TASK PROMPT
Return all of the entries exactly as written.

EXERCISE INPUTS
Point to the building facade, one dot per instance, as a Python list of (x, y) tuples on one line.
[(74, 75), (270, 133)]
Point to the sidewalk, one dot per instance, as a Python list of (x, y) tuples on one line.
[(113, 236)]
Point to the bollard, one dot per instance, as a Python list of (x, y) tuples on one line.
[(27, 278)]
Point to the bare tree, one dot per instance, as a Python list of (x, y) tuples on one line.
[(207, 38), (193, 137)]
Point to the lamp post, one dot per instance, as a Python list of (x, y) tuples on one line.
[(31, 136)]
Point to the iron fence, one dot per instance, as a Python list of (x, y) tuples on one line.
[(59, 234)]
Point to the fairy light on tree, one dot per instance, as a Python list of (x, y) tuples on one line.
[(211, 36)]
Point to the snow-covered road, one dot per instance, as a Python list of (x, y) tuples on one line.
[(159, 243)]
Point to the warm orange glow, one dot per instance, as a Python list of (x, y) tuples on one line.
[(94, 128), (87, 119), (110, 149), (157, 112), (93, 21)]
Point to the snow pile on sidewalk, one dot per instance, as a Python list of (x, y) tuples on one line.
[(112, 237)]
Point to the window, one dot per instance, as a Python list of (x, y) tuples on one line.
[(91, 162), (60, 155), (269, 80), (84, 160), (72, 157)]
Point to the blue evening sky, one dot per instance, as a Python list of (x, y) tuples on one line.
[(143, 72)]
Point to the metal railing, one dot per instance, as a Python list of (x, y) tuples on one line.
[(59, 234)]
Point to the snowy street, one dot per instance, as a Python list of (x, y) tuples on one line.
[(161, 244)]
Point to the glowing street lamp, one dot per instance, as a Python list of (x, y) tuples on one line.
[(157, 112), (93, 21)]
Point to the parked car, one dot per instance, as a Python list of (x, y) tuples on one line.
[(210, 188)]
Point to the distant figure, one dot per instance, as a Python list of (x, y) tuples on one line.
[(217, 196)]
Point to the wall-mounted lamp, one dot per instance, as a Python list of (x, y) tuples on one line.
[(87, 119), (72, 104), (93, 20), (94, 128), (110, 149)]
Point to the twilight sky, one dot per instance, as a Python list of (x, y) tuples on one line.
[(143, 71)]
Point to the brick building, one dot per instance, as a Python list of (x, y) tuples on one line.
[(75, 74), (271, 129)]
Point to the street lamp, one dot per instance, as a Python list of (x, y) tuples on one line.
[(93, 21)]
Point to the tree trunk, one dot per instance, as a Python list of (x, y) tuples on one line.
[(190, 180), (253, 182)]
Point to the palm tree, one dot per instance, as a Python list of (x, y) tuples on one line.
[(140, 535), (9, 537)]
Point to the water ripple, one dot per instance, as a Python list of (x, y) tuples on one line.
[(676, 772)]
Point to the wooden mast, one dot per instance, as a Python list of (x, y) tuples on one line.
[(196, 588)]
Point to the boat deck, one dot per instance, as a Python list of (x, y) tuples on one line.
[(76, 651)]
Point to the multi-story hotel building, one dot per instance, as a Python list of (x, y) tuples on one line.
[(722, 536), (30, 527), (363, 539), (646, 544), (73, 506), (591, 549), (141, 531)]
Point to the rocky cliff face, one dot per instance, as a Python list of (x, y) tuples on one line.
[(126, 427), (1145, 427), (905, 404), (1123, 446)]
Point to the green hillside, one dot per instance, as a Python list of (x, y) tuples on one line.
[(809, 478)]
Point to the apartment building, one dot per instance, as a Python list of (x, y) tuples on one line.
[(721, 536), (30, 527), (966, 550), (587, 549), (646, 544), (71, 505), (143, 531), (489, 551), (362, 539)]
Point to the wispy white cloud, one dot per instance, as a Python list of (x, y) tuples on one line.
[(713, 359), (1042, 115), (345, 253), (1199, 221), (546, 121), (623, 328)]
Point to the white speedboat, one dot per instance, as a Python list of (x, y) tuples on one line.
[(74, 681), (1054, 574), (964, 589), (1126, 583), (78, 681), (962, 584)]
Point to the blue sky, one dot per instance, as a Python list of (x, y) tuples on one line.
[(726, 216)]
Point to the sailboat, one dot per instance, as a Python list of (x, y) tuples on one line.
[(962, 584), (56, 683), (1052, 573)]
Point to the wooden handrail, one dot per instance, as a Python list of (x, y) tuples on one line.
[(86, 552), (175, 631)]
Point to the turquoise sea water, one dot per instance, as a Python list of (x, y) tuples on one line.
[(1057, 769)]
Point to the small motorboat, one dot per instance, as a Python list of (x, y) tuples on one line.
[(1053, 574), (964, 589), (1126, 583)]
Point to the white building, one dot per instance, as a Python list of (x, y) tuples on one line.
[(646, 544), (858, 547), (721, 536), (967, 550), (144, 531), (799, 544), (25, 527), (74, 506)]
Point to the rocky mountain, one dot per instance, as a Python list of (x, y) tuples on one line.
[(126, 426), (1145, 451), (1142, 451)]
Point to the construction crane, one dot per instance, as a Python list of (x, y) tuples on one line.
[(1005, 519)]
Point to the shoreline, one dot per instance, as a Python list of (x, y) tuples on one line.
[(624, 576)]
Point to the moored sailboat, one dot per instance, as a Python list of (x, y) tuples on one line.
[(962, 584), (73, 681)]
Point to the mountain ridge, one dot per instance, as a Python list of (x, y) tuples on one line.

SOLUTION FOR THIS EXERCISE
Point to the building facade, one dot per instance, as a Python list of (x, y) tuples on one line.
[(74, 75), (270, 133)]
Point to the sidewalk, one dot per instance, as a Python list of (x, y) tuples on one line.
[(113, 236)]
Point to the bollard, one dot per instance, as a Python list of (x, y) tuples on one line.
[(27, 278)]
Point to the bare tree, one dot per instance, as a Python list of (x, y) tuples on one line.
[(207, 38), (193, 137)]
Point to the lamp post, one dot per instance, as a Python list of (x, y) tuples on one line.
[(31, 136)]
Point to the iron fence, one dot per instance, as a Python list of (x, y) tuples on one line.
[(59, 234)]
Point to the fairy light on tree, one dot per instance, as a Python list of (x, y) tuples on one line.
[(211, 36)]
Point to the snow-covered road, one dot per instance, as a Python list of (x, y) tuples on one line.
[(159, 243)]
Point to the warm orange glow, one dot per instance, as a Python list of (x, y) tuples on one line.
[(94, 128), (87, 119), (110, 149), (157, 112), (93, 21)]
Point to the snow pile on sidewalk, one dot per instance, as a Python list of (x, y) tuples on one line.
[(112, 237)]
Point to the window, one dot per instance, as a Python list of (x, y) tuples on one line.
[(91, 162), (60, 155), (269, 80), (84, 160), (72, 157)]
Point to the blue evening sky, one dot per instance, as a Python list of (x, y) tuples on one line.
[(143, 72)]
Point to the metal railing, one dot per instance, as a Python list of (x, y) tuples on one line.
[(59, 234)]
Point to the snowy street, one dot per instance, as a Python list of (x, y) tuples on one line.
[(161, 244)]
Point to the glowing street lamp, one dot per instance, as a Python list of (x, y) tuples on one line.
[(157, 112), (93, 21)]
Point to the parked car, one dot per instance, as a Python list of (x, y) tuples on one line.
[(210, 188)]
Point to the distant figure, one dot per instance, as a Python list of (x, y) tuples on one line.
[(217, 196)]
Point to the wall-mounted lamp, one dot per instance, as a Python list of (x, y) tuples on one line.
[(87, 119), (72, 104), (93, 20), (94, 128), (110, 149)]
Point to the twilight sky, one dot per instance, as a Python list of (x, y) tuples on one line.
[(143, 71)]
Point to the brick building, one dot per instance, as a Python list of (x, y) tuples on one line.
[(75, 74), (271, 129)]
Point to the street lamp, one dot per instance, as a Python list of (x, y) tuples on one line.
[(93, 21)]
Point to the tree trunk, one dot per instance, as a Python list of (x, y) tuples on one line.
[(190, 180), (253, 182)]
Point to the palm tree, one dot per instance, as a Python list of (x, y) tuples on one line.
[(140, 535), (9, 537)]
Point to the water ripple, one dot per instance, as a Python list of (x, y) tuples on one line.
[(676, 772)]
Point to the wooden mast, one dot per instance, as a Python list of (x, y) tuples on one line.
[(196, 588)]
Point to the boat deck, one dot per instance, as a Python list of (x, y) tuples on one line.
[(76, 651)]
Point to the multi-story hotel building, one dot per instance, as a Python list of (x, y) tuples on one line.
[(722, 536), (30, 527), (363, 539), (646, 544), (73, 506), (591, 549), (141, 531)]
Point to the rocky cliff face, one dot per instance, as a Python list of (x, y) tuples on one line.
[(126, 427), (1145, 427), (905, 404), (1123, 446)]
Point to the green hillside, one dot per instance, as a Python list of (x, y) tuples on one line.
[(809, 478)]
Point to the apartment building, one dot per instance, as a Python list of (x, y) tuples on one line.
[(721, 536), (30, 527), (966, 550), (587, 549), (646, 544), (71, 505), (143, 531), (489, 551), (362, 539)]
Point to the wispy white cloud, one dot per instance, as a Python list of (x, y) tuples on one line.
[(713, 359), (1042, 115), (345, 253), (1199, 221), (546, 121), (623, 328)]
Point to the white speedboat, one dot per instance, as a Python list of (x, y) tuples on one line.
[(74, 681), (1054, 574), (964, 589), (1126, 583), (78, 681), (962, 584)]
Point to the blue sky, one dot per instance, as a Python list of (x, y) tuples on one line.
[(726, 216)]
Point to the sailboat, one dot per instance, as a Python list of (x, y) tuples on one line.
[(962, 584), (56, 683), (1052, 573)]
Point to the wooden handrail, one dot per instance, as a Python list of (x, y) tuples on one line.
[(86, 552), (175, 631)]
Point to the turquoise sea water, one dot per instance, as a Python list of (x, y) tuples on one line.
[(1057, 769)]
Point to the small motorboat, one dot per instance, as a Python list of (x, y) tuples on one line.
[(1053, 574), (964, 589), (1126, 583)]
Point to the white building, one dot per instance, as a Python list of (x, y) tuples on one line.
[(646, 544), (858, 547), (721, 536), (967, 550), (144, 531), (799, 544), (25, 527), (74, 506)]
Point to the rocky mountain, one dot per instance, as a Python list of (x, y) tuples on one line.
[(126, 426), (1145, 451), (1142, 451)]
Point to the construction crane, one dot per instance, as a Python list of (x, y) tuples on one line.
[(1005, 519)]
Point to the shoreline, one dot per instance, as a Python list of (x, y) tuples on one line.
[(624, 576)]
Point to the moored sailboat, one dot per instance, as a Python list of (x, y) tuples on one line.
[(962, 584), (73, 681)]
Point to the mountain ridge, one dot per instance, as a Python list of (x, y) tuples on one line.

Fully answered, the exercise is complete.